Source information

= Beginning of Section =

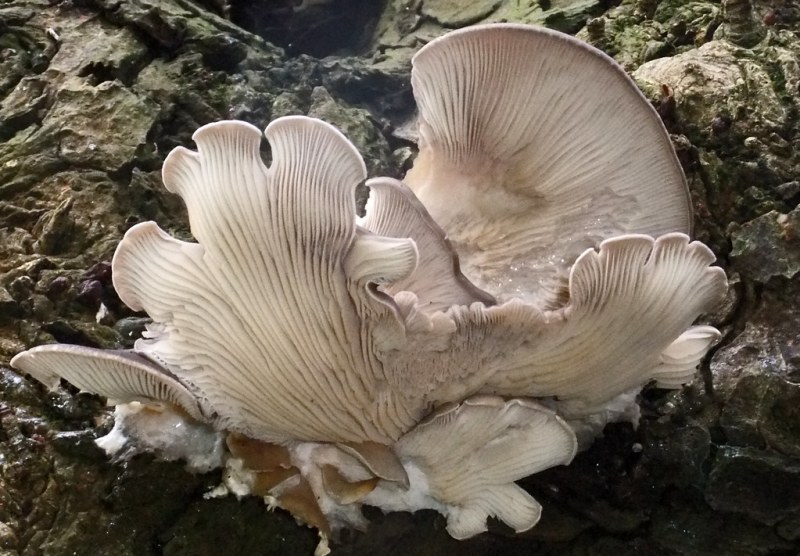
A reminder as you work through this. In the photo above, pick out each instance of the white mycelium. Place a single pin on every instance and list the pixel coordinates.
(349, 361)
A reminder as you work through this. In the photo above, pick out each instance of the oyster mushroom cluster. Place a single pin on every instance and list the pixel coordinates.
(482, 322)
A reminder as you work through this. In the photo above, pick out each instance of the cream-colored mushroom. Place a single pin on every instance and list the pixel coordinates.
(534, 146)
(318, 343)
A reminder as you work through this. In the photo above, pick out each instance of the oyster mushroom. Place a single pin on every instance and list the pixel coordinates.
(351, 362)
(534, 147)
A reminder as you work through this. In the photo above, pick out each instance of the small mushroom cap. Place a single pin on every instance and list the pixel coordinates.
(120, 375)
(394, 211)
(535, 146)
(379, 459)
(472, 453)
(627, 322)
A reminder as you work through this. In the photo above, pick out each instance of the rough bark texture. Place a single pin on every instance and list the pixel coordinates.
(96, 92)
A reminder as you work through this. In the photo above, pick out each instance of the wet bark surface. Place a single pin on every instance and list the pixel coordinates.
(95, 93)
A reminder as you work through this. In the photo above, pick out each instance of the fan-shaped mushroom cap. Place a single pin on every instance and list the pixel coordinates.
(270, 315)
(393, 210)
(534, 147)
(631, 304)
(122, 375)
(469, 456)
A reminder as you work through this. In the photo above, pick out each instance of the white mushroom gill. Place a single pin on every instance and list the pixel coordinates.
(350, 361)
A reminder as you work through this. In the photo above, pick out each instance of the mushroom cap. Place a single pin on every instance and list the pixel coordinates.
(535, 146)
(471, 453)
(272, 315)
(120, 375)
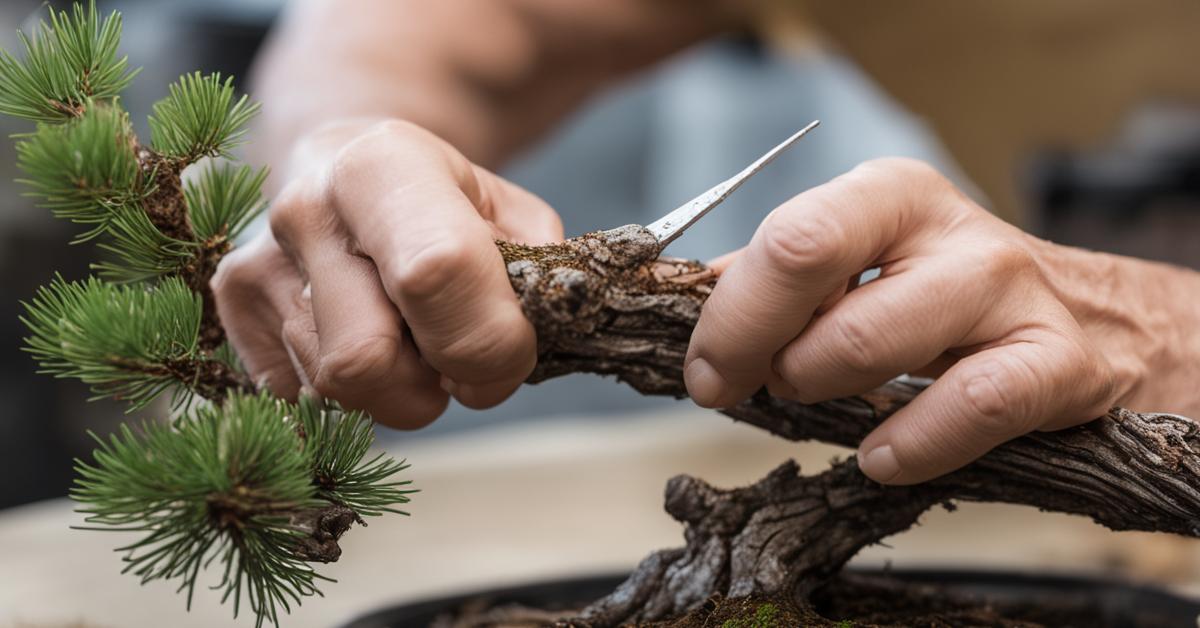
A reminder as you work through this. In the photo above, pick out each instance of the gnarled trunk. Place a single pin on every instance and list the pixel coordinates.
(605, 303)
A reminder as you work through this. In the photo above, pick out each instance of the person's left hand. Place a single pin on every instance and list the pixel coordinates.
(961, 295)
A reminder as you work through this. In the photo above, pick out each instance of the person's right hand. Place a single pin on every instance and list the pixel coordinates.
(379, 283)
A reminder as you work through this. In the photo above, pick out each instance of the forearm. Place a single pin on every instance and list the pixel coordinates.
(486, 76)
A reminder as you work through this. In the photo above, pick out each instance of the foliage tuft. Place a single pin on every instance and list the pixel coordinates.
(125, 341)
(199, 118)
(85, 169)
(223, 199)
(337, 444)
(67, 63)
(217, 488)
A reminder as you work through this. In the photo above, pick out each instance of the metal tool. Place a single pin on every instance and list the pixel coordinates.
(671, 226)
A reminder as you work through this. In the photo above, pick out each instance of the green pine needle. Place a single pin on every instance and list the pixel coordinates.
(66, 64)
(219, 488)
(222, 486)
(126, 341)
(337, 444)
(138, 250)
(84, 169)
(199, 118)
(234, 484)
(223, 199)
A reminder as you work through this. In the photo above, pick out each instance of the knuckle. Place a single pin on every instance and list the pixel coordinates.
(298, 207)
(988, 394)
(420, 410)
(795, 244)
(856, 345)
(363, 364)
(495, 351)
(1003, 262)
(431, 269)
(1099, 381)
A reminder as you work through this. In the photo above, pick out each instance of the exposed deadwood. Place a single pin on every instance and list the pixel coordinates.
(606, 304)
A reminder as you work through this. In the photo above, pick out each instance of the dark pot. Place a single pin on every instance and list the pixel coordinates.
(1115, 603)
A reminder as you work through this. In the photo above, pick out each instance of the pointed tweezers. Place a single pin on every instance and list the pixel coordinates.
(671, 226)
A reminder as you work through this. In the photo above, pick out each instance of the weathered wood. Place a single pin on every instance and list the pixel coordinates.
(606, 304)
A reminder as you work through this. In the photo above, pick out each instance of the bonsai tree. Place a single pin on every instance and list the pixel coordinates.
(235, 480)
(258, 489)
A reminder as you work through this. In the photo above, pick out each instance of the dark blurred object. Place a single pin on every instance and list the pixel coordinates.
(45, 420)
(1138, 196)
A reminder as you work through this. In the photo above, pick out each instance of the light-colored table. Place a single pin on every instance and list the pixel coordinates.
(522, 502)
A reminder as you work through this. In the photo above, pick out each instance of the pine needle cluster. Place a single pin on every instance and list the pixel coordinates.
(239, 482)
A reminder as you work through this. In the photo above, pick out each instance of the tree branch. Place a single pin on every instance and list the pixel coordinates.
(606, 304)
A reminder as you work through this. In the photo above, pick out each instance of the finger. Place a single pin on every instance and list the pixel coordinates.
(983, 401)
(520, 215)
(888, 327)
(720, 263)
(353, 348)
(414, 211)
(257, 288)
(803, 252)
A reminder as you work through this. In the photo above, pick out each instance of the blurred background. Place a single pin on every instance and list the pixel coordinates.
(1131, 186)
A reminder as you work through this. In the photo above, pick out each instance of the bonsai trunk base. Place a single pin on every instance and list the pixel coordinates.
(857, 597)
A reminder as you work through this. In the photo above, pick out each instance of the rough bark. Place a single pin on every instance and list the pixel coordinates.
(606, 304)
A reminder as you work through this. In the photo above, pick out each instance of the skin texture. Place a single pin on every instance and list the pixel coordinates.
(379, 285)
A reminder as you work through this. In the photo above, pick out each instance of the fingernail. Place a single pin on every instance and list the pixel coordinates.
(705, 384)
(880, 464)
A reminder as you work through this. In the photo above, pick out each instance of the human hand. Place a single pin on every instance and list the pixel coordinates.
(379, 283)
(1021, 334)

= End of Section =

Instructions to follow
Please produce an exact copy of the listing, omitting the pictures.

Response
A reminder as you work through this. In the photo above, pick out each instance of the white mycelium. Place a single pin on every instance and list the pixel coordinates.
(349, 361)
A reminder as you work through this. In the photo above, pick out each instance of the oyster mushroom cluster. Place a single pin on every instance and list the pixel coordinates.
(482, 322)
A reminder as you work through this. In the photo above, pick out each instance of the cream-colored mushroom. Place a single pin on every instance and list the pixel coordinates.
(534, 146)
(318, 343)
A reminder as you work through this. In the photo above, pick out each instance of the oyster mushroom. Place a single pin on every instance and list the pixel coordinates.
(351, 362)
(534, 147)
A reminder as you work through this. In the photo above, pick out each instance of the small mushroom cap. Place a single pin on every instance and list the pixel coordinates.
(120, 375)
(394, 211)
(535, 146)
(379, 459)
(472, 453)
(627, 322)
A reminder as you work through this. In the photo above, pick out each instance of the rough bark texture. Place a single pin on every instance and list the pixel coordinates.
(96, 92)
A reminder as you work through this. In the photo above, pick out each instance of the wet bark surface. Place a single pin on every instance and list the pixel coordinates.
(95, 93)
A reminder as you work through this. In the photo above, pick out each instance of the fan-shaped mushroom cap. Place a single pin on every instance and list the pixel coordinates.
(270, 315)
(393, 210)
(534, 147)
(631, 304)
(122, 375)
(469, 456)
A reminder as you work through this. In the photo above, pick out each instance of the white mushroom gill. Place a single pin on every instance and list the pixel coordinates.
(350, 361)
A reminder as you work through this. In the photo above, pick out each instance of the mushroom cap. Place a single pin on every instance and list the pixel coordinates.
(535, 146)
(471, 453)
(272, 315)
(120, 375)
A reminder as you work through this. In the photo above, pick out each instance of the gnarled trunk. Place a single pin on every instance and list the pixel coordinates.
(605, 303)
A reminder as you work through this. In the photo above, pick out each instance of the person's left hand. Place a single pin on every instance and list the pixel coordinates.
(961, 295)
A reminder as you work through this. In the photo above, pick out each instance of the person's right hand. Place a single pin on every instance and list the pixel coordinates.
(379, 283)
A reminder as you work through this. In the photo above, pick out each instance of the forearm. Place a single pin on every instance and list the pixel coordinates.
(486, 76)
A reminder as you work through this. In the photo above, pick out each instance of the foliage tuft. Place a single pin on every instance and list the pixel coordinates.
(125, 341)
(199, 118)
(85, 169)
(223, 199)
(337, 444)
(67, 63)
(217, 488)
A reminder as you work through this. In the photo above, pick out each instance of the metal tool. Place a single pin on every instance and list the pixel coordinates.
(671, 226)
A reminder as you work through this. In the photo above, pick out each instance of the green pine needle. Place a single pin on every instance and list the pixel coordinates.
(66, 64)
(219, 488)
(222, 486)
(126, 341)
(337, 444)
(138, 250)
(84, 169)
(199, 118)
(234, 484)
(223, 199)
A reminder as you work through this. In the photo above, pick out each instance of the knuckle. Place a single pin on every instance and list the pixel coordinates.
(298, 207)
(988, 394)
(420, 410)
(795, 244)
(856, 345)
(363, 364)
(495, 351)
(1003, 262)
(431, 269)
(1099, 381)
A reminder as you work through this. In the photo above, pick out each instance of the exposed deadwood. Place a single pin on every instance and list the pixel coordinates.
(606, 304)
A reminder as you work through this. In the photo above, pick out each instance of the dark pot. Place a single pin on every instance and list the pixel coordinates.
(1115, 603)
A reminder as you work through this. In the photo above, pick out each instance of the pointed tweezers. Place a single pin on every instance and list the pixel coordinates.
(671, 226)
A reminder as you work through this. In the photo above, pick out each instance of the weathered wood. Place a single pin on every instance and list the pixel coordinates.
(606, 304)
A reminder as you work through this. In the photo above, pick out each instance of the bonsai tree. Place a single pin on every instance and list the pixel coordinates.
(235, 480)
(258, 489)
A reminder as you work through this. In the photo above, pick out each instance of the dark blurred object. Place a single pin on every instance and list the pixel coordinates.
(45, 420)
(1138, 196)
A reminder as you work through this. In the photo above, pick out each instance of the light-colored table. Place a single pin on every instance and list the pixel coordinates.
(522, 502)
A reminder as you work through this. In the photo above, pick out each instance of the pine needle cluster. Place a single pin on every instance and list the pixel coordinates.
(239, 482)
A reminder as you work through this. In the photo above, pick out each instance of the tree branch. Place a single pin on every instance and list the pixel coordinates.
(606, 304)
A reminder as you work through this. In the photo above, pick out each instance of the finger. Place a single pin on every instance and list the pixel coordinates.
(983, 401)
(520, 215)
(888, 327)
(720, 263)
(353, 348)
(414, 211)
(257, 288)
(803, 252)
A reminder as you work through this. In the photo above, pick out each instance of the blurred background. Place a single pin on every instance and list the pixel coordinates.
(1131, 186)
A reminder as you work through this. In the photo above, pick out each instance of the bonsai trunk base. Place a single pin on every instance and list the pixel coordinates.
(857, 597)
A reminder as you work through this. In the photo above, pick out each instance of the rough bark. Place a single pin on every instance and list the pixel coordinates.
(606, 304)
A reminder as you work through this. In the photo above, pick out each instance of the skin texture. Place a single pin on every instance and list the pixel coordinates.
(379, 285)
A reminder as you work through this. In the photo above, pick out each instance of the fingernail. Place a single pin on every instance and list the pixel coordinates.
(705, 384)
(880, 464)
A reminder as you work through this. In the photo above, pick out each instance of the human hand. Place a single pin on every instance and list the pixel coordinates.
(379, 283)
(1021, 334)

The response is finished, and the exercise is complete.